§ Stated task
Set each entry down verbatim, omitting images.
===== Data supplied
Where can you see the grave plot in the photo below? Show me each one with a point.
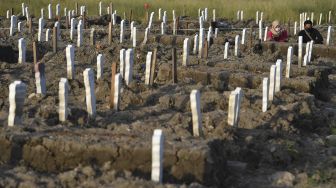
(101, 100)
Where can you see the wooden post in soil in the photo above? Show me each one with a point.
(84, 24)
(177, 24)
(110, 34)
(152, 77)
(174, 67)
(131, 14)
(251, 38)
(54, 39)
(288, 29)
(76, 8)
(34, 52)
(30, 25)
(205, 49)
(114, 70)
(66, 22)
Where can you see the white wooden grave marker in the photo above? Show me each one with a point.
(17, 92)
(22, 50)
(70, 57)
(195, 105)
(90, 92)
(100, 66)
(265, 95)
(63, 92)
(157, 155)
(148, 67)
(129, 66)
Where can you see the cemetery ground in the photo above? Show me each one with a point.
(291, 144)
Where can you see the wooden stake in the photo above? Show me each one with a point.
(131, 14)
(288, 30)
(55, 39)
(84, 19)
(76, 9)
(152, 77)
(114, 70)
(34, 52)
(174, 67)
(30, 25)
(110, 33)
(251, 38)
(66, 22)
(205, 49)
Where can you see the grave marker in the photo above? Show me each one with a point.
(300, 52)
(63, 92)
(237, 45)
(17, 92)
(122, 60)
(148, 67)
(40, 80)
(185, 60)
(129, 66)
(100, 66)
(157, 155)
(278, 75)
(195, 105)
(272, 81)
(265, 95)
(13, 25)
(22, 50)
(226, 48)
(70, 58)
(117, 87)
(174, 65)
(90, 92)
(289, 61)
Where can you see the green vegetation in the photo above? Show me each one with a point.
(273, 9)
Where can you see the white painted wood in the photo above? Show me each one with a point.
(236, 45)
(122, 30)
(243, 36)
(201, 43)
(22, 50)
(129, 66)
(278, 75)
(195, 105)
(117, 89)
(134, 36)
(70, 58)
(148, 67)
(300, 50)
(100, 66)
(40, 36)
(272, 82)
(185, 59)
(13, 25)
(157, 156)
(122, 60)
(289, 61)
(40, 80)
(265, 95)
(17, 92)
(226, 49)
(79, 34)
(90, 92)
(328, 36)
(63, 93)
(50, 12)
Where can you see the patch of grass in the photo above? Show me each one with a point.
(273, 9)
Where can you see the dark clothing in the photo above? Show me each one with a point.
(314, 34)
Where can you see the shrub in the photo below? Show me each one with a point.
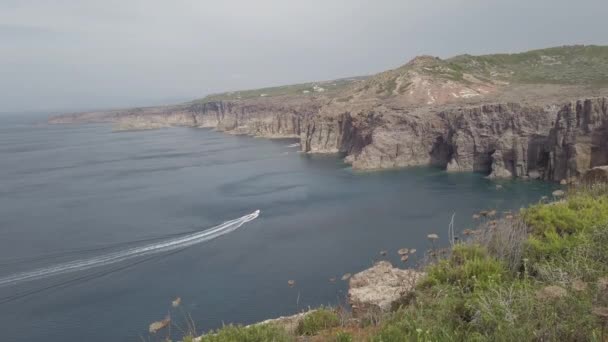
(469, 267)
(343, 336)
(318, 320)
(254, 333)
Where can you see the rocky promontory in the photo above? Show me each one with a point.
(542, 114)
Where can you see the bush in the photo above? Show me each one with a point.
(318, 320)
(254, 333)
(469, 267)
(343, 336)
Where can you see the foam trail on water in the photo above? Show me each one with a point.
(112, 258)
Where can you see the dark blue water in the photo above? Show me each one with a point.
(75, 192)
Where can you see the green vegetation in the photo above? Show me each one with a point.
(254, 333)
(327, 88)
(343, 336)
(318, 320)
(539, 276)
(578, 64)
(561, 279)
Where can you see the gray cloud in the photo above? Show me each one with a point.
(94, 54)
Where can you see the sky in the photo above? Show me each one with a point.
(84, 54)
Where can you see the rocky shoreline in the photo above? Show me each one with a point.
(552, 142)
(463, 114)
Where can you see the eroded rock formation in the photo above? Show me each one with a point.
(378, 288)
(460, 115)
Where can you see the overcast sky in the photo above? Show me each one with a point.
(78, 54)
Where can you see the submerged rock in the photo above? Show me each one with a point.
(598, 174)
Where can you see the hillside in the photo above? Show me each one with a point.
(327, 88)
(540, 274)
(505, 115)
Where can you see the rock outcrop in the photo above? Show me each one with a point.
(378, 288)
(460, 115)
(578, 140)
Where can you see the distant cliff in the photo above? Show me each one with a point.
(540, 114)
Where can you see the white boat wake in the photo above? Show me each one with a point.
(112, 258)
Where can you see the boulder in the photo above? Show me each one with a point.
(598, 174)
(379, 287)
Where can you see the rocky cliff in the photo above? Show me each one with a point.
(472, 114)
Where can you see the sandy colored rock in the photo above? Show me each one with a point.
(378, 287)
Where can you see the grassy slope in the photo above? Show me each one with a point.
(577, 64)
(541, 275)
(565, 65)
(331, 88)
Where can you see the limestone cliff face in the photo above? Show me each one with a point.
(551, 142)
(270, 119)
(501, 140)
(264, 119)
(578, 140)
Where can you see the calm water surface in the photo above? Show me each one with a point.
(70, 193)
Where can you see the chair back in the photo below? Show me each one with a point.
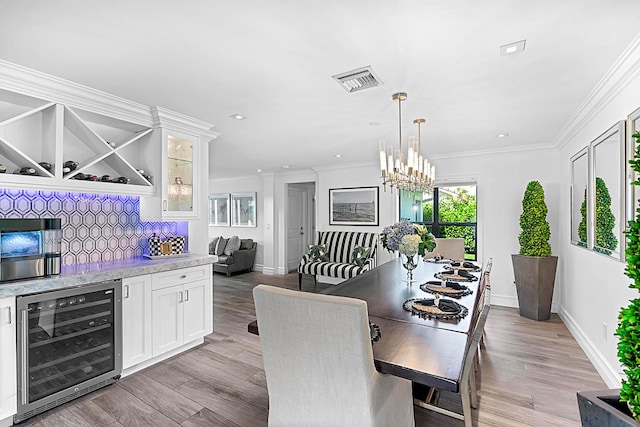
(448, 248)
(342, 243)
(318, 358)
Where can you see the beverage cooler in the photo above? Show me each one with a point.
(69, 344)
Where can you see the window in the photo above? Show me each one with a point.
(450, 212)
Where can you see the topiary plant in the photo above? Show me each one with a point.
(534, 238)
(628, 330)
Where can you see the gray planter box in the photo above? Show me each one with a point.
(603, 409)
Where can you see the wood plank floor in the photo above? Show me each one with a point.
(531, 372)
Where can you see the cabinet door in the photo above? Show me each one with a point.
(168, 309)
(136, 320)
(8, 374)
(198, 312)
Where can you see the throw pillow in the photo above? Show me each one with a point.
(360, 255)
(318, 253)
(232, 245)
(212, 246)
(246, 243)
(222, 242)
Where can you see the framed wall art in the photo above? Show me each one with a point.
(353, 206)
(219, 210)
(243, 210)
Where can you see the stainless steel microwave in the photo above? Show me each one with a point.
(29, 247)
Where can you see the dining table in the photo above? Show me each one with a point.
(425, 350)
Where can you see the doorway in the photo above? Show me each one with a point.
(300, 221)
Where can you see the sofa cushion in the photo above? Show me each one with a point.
==========
§ Answer to this exercise
Where can you see the grave plot in the photo below? Show me each one with a point.
(101, 100)
Where can you see the wooden post in soil in the photo above? Show me each one with a point.
(84, 24)
(177, 24)
(110, 34)
(152, 77)
(174, 67)
(131, 14)
(251, 38)
(54, 39)
(288, 29)
(76, 8)
(34, 52)
(30, 25)
(205, 49)
(114, 70)
(66, 22)
Where can you see the white wooden grave marker in the photo above? Show me each one with a point.
(17, 92)
(22, 50)
(70, 57)
(195, 105)
(90, 92)
(100, 66)
(265, 95)
(63, 92)
(157, 155)
(148, 67)
(129, 66)
Where can you see the cemetery ground in the photo above? Show me each one with a point.
(291, 144)
Where can you see the wooden stake in the photo above? Show me each one with a point.
(131, 14)
(288, 30)
(55, 39)
(84, 19)
(76, 9)
(152, 77)
(114, 70)
(34, 52)
(174, 67)
(30, 25)
(110, 33)
(251, 38)
(66, 22)
(205, 49)
Where can you see the grave marker in the photo above? Show me each one with a point.
(300, 52)
(63, 92)
(237, 45)
(17, 92)
(122, 60)
(148, 67)
(40, 80)
(185, 60)
(129, 66)
(100, 66)
(157, 155)
(278, 75)
(195, 105)
(272, 81)
(265, 95)
(13, 25)
(22, 50)
(226, 48)
(70, 58)
(117, 87)
(174, 65)
(90, 92)
(289, 61)
Where can you see the green vegetation in the photo above? Show me each one with a point.
(273, 9)
Where can you see the white painted wood in the photo above? Show me each one with a point.
(236, 45)
(122, 30)
(243, 36)
(201, 43)
(22, 50)
(129, 66)
(278, 75)
(195, 105)
(117, 89)
(134, 36)
(70, 58)
(148, 67)
(300, 50)
(100, 66)
(40, 36)
(272, 82)
(185, 59)
(13, 25)
(157, 156)
(122, 60)
(289, 61)
(40, 80)
(265, 95)
(17, 92)
(226, 49)
(79, 34)
(90, 92)
(328, 36)
(63, 93)
(50, 12)
Where can you see the patch of grass in the photo above? Show me each one with a point.
(273, 9)
Where can you see the dark clothing in the photo above? Show me each one with a point.
(314, 34)
Where can you see the shrub in the photo below? Show me each one with a point.
(469, 267)
(343, 336)
(318, 320)
(254, 333)
Where can you see the rocky promontory in the photo above? Show me each one with a point.
(542, 114)
Where can you see the bush in the photo above? Show me each one with a point.
(318, 320)
(254, 333)
(469, 267)
(343, 336)
Where can you see the foam trail on water in the photo above? Show me each one with a point.
(112, 258)
Where can you see the dark blue water in the photo above? Show me each one with a point.
(75, 192)
Where can you see the green vegetation in the photo above? Show me each one with a point.
(254, 333)
(327, 88)
(343, 336)
(318, 320)
(539, 276)
(578, 64)
(561, 279)
Where can you see the gray cloud in the photo above? Show me each one with a point.
(94, 54)
Where can you see the sky in the photo above? Show me each one with a point.
(84, 54)
Where can you see the rocky shoreline in the photo above? Show me each one with a point.
(552, 142)
(463, 114)
Where can you see the eroded rock formation in the photo above? Show me each one with a point.
(378, 288)
(460, 115)
Where can you see the overcast sky in the photo above? Show me each one with a point.
(78, 54)
Where can you see the submerged rock in the photo above? Show me each one with a point.
(598, 174)
Where can you see the hillside in the photo above? Show me each one with a point.
(327, 88)
(540, 274)
(505, 115)
Where can you see the rock outcrop in the photo above? Show me each one with a point.
(378, 288)
(460, 115)
(578, 140)
Where can you see the distant cliff in the photo above? Show me each one with a point.
(540, 114)
Where can you see the white boat wake in the photo above? Show me each one with a point.
(112, 258)
Where can you see the boulder in the photo above? Show me each one with a point.
(598, 174)
(379, 287)
Where can you see the rocky cliff in the photo above? Show me each one with a point.
(472, 114)
Where can you see the sandy colored rock in the photo above? Show me each one with a point.
(378, 287)
Where can you see the grassy slope in the photo above? Show me each one with a point.
(577, 64)
(541, 275)
(565, 65)
(331, 88)
Where can you see the limestone cliff face in the photo above? Show me each one with a point.
(551, 142)
(270, 119)
(501, 140)
(264, 119)
(578, 140)
Where can you see the calm water surface in the photo above? Show me each one with a point.
(70, 193)
Where can you see the chair back in the photo below? Show me each one with a point.
(448, 248)
(342, 243)
(318, 358)
Where can you see the beverage cooler in the photo above? Show me each one with a point.
(69, 344)
Where can you see the window in the photo above? Show me each one with a point.
(450, 212)
Where can you see the topiary plant in the photo above? Show me each one with a point.
(534, 238)
(628, 330)
Where can you see the gray planter box in the photo above? Show me each one with a point.
(603, 409)
Where can you see the wood plank floor in the photo above? Show me each one with a point.
(531, 372)
Where can you see the cabinet door in the photo above? Show me each one with a point.
(168, 309)
(136, 320)
(8, 374)
(198, 312)
Where can you see the throw pillow in the photo above? Show me each one with a point.
(360, 255)
(318, 253)
(232, 245)
(212, 246)
(246, 243)
(222, 242)
Where can you see the framed wall art in the photo above? Show me each one with a point.
(353, 206)
(219, 210)
(243, 210)
Where can you see the stainless steel microwave in the photo above? Show me each one with a point.
(29, 247)
Where can you see the dining table in the photo above? Show me each one with a point.
(425, 350)
Where can you see the doorway in the photo above? Show me each one with a point.
(300, 221)
Where can you see the sofa cushion in the photo above? Show me each one with a point.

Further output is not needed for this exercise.